Work to complete> Extract each line of the rows below that contains the word "green", copying every such line in full.

Information given>

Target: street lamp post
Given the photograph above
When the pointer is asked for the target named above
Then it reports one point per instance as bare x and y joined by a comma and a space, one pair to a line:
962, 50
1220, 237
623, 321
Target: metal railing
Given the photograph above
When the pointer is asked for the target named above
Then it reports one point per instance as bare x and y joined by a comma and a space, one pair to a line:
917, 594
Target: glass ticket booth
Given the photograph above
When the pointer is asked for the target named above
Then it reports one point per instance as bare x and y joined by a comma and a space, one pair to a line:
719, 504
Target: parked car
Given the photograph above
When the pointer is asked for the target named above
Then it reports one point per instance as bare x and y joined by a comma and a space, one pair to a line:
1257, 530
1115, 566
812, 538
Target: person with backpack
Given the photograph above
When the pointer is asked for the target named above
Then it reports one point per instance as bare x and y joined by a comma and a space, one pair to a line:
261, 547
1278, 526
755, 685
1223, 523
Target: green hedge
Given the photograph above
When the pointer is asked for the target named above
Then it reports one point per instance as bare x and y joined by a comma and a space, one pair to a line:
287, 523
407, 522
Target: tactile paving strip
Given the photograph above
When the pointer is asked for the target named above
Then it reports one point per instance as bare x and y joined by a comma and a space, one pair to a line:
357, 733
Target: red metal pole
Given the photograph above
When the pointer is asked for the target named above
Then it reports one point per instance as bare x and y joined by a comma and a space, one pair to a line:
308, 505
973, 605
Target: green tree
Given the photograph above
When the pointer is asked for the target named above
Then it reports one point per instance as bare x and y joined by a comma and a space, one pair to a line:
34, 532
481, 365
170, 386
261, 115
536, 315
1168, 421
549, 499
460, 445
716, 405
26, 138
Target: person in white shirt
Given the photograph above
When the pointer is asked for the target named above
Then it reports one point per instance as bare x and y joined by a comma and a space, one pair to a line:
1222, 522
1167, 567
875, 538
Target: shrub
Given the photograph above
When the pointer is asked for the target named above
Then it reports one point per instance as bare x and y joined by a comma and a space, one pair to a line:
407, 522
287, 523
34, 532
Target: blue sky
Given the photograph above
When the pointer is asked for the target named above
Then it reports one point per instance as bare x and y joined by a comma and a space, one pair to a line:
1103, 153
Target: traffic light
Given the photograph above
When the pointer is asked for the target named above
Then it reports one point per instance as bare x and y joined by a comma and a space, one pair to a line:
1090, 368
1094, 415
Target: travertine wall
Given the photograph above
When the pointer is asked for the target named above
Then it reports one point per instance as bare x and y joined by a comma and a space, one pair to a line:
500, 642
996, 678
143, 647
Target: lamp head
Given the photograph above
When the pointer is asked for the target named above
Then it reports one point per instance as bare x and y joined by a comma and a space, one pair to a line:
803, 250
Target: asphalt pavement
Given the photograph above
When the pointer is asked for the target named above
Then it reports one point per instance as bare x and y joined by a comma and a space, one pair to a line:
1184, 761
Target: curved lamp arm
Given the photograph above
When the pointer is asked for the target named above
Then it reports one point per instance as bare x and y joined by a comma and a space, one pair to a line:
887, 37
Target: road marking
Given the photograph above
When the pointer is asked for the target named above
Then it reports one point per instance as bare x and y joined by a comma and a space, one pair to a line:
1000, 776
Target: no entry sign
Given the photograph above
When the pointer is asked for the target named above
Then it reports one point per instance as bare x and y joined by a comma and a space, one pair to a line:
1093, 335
==
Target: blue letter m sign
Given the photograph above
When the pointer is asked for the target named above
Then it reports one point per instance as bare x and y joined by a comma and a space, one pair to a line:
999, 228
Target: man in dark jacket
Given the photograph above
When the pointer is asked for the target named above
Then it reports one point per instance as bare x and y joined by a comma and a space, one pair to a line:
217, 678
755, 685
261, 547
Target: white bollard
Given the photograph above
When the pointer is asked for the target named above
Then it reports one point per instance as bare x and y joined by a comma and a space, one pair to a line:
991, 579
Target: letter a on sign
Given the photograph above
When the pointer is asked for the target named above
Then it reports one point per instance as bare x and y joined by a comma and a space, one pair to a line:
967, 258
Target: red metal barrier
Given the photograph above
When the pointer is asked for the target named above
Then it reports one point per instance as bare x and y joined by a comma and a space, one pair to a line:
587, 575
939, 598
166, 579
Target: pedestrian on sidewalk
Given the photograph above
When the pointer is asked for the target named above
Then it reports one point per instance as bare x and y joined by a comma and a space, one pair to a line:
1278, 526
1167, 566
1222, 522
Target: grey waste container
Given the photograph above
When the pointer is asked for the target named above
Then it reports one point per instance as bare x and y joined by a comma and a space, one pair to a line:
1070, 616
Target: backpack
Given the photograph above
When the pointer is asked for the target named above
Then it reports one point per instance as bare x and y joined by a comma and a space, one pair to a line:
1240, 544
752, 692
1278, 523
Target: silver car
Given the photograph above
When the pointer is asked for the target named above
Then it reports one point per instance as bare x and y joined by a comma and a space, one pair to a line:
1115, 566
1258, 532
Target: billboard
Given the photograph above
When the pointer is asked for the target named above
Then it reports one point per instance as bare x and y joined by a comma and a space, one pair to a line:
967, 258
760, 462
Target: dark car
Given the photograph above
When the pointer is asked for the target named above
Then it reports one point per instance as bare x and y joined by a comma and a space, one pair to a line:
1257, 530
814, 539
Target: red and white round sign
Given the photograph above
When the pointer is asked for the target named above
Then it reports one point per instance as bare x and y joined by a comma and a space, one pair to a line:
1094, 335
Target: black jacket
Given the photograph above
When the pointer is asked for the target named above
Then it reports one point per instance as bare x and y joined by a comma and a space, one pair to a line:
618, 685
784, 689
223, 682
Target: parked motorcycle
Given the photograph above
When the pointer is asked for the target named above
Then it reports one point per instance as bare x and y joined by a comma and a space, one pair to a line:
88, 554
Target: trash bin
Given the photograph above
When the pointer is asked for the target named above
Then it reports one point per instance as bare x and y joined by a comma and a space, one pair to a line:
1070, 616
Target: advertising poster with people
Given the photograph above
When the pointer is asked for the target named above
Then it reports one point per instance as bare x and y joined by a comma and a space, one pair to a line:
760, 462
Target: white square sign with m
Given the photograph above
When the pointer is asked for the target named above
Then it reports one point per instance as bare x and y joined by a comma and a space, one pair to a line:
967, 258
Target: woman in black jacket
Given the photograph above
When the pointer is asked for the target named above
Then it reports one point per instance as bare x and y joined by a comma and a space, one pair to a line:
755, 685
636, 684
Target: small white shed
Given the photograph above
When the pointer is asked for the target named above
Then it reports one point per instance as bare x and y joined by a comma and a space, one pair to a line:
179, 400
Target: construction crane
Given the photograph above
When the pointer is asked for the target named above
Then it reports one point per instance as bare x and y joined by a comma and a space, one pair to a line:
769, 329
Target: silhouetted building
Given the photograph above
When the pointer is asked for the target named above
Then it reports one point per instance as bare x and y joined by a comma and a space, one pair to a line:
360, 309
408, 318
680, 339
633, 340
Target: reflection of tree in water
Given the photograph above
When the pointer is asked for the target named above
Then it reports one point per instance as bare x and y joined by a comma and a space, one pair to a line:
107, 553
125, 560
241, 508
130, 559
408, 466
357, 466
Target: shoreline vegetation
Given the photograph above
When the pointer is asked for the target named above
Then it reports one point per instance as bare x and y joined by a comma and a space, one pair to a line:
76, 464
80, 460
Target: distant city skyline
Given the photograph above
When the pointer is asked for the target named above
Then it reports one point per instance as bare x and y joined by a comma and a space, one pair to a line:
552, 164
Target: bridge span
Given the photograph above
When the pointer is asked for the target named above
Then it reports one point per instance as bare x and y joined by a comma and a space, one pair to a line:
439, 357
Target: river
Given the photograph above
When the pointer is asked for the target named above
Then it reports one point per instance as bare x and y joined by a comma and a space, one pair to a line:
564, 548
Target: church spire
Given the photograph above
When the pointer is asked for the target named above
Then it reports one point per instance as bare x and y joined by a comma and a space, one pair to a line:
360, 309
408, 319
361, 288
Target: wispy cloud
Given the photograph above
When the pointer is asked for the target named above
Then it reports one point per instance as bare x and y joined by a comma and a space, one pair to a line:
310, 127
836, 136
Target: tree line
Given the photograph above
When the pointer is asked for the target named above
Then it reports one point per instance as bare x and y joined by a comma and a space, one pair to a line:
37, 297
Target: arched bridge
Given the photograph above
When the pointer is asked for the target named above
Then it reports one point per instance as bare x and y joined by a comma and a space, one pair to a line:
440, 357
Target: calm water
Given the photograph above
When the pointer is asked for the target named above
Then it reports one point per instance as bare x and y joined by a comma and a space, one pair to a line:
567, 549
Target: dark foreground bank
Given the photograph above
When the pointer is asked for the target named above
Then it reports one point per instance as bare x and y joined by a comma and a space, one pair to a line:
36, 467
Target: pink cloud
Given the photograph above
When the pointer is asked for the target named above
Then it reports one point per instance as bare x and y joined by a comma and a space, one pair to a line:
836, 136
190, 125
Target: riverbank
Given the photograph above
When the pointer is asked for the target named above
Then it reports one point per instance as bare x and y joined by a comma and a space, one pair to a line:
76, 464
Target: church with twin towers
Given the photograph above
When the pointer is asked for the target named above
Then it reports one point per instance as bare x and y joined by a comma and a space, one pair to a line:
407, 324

Task solution>
Target: green hedge
Target: green tree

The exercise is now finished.